• [SOURCE DOCUMENT]
------------------------------------------------------------------------
# Marvell 88E8056 PCI-E Gigabit ethernet, cant start eth0

## flacvest

Hello all,

I've got an ASUS M3A78-T MOBO with one of these Marvell 88E8056 PCI-E Gigabit Ethernet Controllers, which looks to be a SysKonnect Yukon2 Support option in make menuconfig to yeild the "sky2.ko" module.

I am having and failure to access internet...

After 3 Days of sifting through the forums I have reached the end of my expertise level...

Anyone care to lend a hand??

Best,

flacvest

----------

## DONAHUE

please post results of the following: 

boot the newly installed system, then run:

rmmod sky2 >> /data

modprobe sky2 >> /data

ifconfig -a >> /data

ping -c 2 [ipaddress of your router] >> /data

ping -c 2 68.87.68.162 >> /data

ping -c 2 www.google.com >> /data

lspci -nnk >> /data

lsmod >> /data

reboot a linux cd or system that will provide a browser and mount the partition that contains / of the new install. then run

cat /data      

and post it here

----------

## flacvest

Hello DONAHUE,

I did a lot of forum searching, and after doing all these commands:

when eth0 disappears, 

delete with:

# rm -v /etc/udev/rules/70-persistent-net.rules

to reset all eth??? devices to eth0 and up. 

This WILL happen when switching HARDWARE.

Don't Forget.

Also, to investigate:

pciutils

lspci | less

lspci -v | less

lspci -k | less

lsmod | less

modprobe ??? | less

ls /lib/modules `uname -r` /kernel/drivers/net | less

modprobe -l | grep "net" | less

modprobe -l | grep "eth" | less

I was able to get eth0 working...

it was this gem of a command:

# rm -v /etc/udev/rules/70-persistent-net.rules

which did the trick by removing then resetting the persistent-net.rules and reconfiguring the eth2 device to eth0 allowing my networking to funciton via DHCP...

I will now do the commands you inquired on and post them for all to benefit from...

----------

## flacvest

I suppose there is another way to VERIFY what works on my system for others to benefit from??

----------
------------------------------------------------------------------------
Position identification records:
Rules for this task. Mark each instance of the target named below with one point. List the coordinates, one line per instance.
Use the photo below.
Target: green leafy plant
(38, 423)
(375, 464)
------------------------------------------------------------------------
• [TASKS]
A: Reproduce the forum thread word for word from "I will now do" to "to benefit from??".
B: Answer these questions using the forum thread:
(i) Which motherboard model does flacvest have?
(ii) For how many days had flacvest searched the forums before asking for help?
(iii) Which device was reconfigured to eth0 after the persistent-net rules were removed?

• [RESULTS FOR THE EXERCISE]
A:
I will now do the commands you inquired on and post them for all to benefit from...

----------

## flacvest

I suppose there is another way to VERIFY what works on my system for others to benefit from??

B:
(i) An ASUS M3A78-T.
(ii) Three days.
(iii) The eth2 device.